WHAT IS ASKED:
Copy every line of the records that follow character for character, with nothing altered, added, or left out.
START
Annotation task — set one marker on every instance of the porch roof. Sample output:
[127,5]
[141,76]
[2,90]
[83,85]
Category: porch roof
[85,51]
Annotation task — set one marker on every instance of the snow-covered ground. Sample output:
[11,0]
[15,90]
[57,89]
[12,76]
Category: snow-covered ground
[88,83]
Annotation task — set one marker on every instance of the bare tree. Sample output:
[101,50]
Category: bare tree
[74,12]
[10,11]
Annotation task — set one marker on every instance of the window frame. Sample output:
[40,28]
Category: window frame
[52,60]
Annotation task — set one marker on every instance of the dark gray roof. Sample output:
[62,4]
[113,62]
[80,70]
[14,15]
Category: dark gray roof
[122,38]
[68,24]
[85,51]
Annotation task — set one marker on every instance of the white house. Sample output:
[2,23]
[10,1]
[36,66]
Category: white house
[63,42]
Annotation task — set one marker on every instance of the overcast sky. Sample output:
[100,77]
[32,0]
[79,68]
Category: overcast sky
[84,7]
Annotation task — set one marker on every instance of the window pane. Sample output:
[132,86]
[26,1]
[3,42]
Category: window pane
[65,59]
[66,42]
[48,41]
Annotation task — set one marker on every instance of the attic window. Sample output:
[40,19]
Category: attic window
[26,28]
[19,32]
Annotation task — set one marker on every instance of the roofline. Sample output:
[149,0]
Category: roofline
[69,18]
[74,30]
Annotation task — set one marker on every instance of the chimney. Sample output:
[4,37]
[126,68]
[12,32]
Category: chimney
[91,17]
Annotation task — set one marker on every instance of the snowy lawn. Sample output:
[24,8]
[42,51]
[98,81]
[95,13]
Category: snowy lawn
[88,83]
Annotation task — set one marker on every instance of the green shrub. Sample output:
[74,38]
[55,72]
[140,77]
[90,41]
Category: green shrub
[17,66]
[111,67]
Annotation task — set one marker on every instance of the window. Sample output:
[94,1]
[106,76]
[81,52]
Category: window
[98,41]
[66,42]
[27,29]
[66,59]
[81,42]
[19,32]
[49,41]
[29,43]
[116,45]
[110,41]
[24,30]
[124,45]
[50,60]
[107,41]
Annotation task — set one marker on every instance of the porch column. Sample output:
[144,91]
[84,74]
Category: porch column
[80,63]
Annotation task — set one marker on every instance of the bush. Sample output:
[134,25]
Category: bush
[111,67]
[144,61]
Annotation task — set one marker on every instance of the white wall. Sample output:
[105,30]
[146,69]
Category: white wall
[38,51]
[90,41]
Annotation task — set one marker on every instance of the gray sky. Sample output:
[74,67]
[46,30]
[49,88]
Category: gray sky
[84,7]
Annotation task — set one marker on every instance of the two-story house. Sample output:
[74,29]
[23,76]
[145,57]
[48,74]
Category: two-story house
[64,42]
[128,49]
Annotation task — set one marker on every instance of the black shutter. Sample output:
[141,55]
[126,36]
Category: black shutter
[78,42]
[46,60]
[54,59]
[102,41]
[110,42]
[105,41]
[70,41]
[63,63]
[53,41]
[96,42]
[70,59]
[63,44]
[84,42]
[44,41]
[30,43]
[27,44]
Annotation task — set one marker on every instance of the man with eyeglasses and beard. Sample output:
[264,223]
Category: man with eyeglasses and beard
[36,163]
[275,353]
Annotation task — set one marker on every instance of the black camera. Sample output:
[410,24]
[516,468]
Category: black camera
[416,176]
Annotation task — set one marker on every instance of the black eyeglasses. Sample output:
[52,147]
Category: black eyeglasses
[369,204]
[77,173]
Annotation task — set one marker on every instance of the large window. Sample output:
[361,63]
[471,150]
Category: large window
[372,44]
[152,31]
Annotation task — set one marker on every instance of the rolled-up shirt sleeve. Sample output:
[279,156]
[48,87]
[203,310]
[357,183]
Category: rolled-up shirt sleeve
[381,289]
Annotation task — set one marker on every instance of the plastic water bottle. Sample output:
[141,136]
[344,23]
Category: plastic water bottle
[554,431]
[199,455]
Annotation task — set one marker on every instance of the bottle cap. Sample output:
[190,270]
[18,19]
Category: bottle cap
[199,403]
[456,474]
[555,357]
END
RESULT FOR THIS EXERCISE:
Annotation task — set one marker on every instance of the porch roof. Sample output:
[127,5]
[141,76]
[2,90]
[83,85]
Category: porch roof
[85,51]
Annotation task — set one marker on every instance of the snow-covered ground. Sample output:
[11,0]
[15,90]
[57,89]
[12,76]
Category: snow-covered ground
[88,83]
Annotation task — set one marker on every instance of the bare tree. Sample output:
[101,50]
Category: bare tree
[74,12]
[10,11]
Annotation task — set one marker on every instance of the window frame. Sample output:
[40,28]
Category: window frame
[52,60]
Annotation task — set one marker on every instance of the dark gray roof. Sample output:
[62,4]
[113,62]
[80,70]
[14,15]
Category: dark gray roof
[122,38]
[68,24]
[85,51]
Annotation task — set one marker on every instance of the white house. Sample output:
[2,23]
[10,1]
[36,66]
Category: white house
[63,42]
Annotation task — set one marker on every instance of the overcast sky. Sample output:
[100,77]
[32,0]
[79,68]
Category: overcast sky
[84,7]
Annotation task — set one marker on every instance of the window pane. Sample output:
[132,86]
[26,1]
[3,42]
Category: window pane
[65,59]
[66,42]
[48,41]
Annotation task — set one marker on every instance of the attic window. Sample output:
[40,19]
Category: attic window
[26,28]
[19,32]
Annotation task — set one marker on every instance of the roofline. Sample output:
[149,0]
Category: roofline
[69,18]
[74,30]
Annotation task — set one marker on every instance of the chimney. Sample output:
[4,37]
[126,68]
[12,32]
Category: chimney
[91,17]
Annotation task — set one marker on every instance of the snowy lawn. Sample output:
[24,8]
[42,51]
[98,81]
[95,13]
Category: snowy lawn
[88,83]
Annotation task — set one marker on every instance of the green shrub. Sample output:
[74,38]
[55,72]
[140,77]
[90,41]
Category: green shrub
[17,66]
[111,67]
Annotation task — set one marker on every instance of the window. Sample output:
[94,1]
[106,76]
[81,52]
Category: window
[98,41]
[66,42]
[27,29]
[66,59]
[81,42]
[19,32]
[49,41]
[29,43]
[116,45]
[110,41]
[24,30]
[124,45]
[50,60]
[107,41]
Annotation task — set one marker on every instance of the porch column. Sample output:
[144,91]
[84,74]
Category: porch column
[80,63]
Annotation task — set one marker on every instance of the bush. Sample output:
[134,25]
Category: bush
[111,67]
[144,61]
Annotation task — set one marker on every instance of the white wall. Sample output:
[105,30]
[146,69]
Category: white wall
[38,51]
[90,41]
Annotation task — set one marker on every instance of the gray sky. Sample output:
[74,67]
[46,30]
[49,88]
Category: gray sky
[84,7]
Annotation task — set one marker on every instance of the two-story house. Sample output:
[74,29]
[23,76]
[145,57]
[48,74]
Category: two-story house
[64,42]
[128,49]
Annotation task — set one marker on every instance of the black shutter. Sample output:
[141,55]
[126,36]
Category: black shutter
[78,42]
[46,60]
[54,59]
[102,41]
[110,42]
[105,41]
[70,41]
[63,63]
[53,41]
[96,42]
[70,59]
[63,44]
[84,42]
[44,41]
[30,43]
[27,44]
Annotation task — set one marker on every instance of the man with eyeglasses and beard. Sample output:
[264,223]
Category: man with eyeglasses and beard
[36,163]
[275,353]
Annotation task — set one marker on every instance of the black camera. Sample output:
[410,24]
[516,468]
Category: black camera
[416,176]
Annotation task — set one marker on every instance of the black eyeglasses. Sample output:
[52,147]
Category: black eyeglasses
[369,204]
[77,173]
Annotation task — set one marker on every instance of the large window. Sample output:
[361,63]
[471,150]
Category: large window
[372,44]
[152,31]
Annotation task — set one marker on every instance of the rolled-up shirt sleeve. Sample output:
[279,156]
[48,87]
[203,310]
[357,183]
Category: rolled-up shirt sleeve
[381,289]
Annotation task — set one marker on every instance of the plastic water bottle. Sample output:
[141,136]
[344,23]
Category: plastic water bottle
[554,431]
[199,455]
Annotation task — set one marker on every instance of the bottle cap. Sample output:
[190,270]
[18,19]
Category: bottle cap
[199,403]
[456,474]
[555,357]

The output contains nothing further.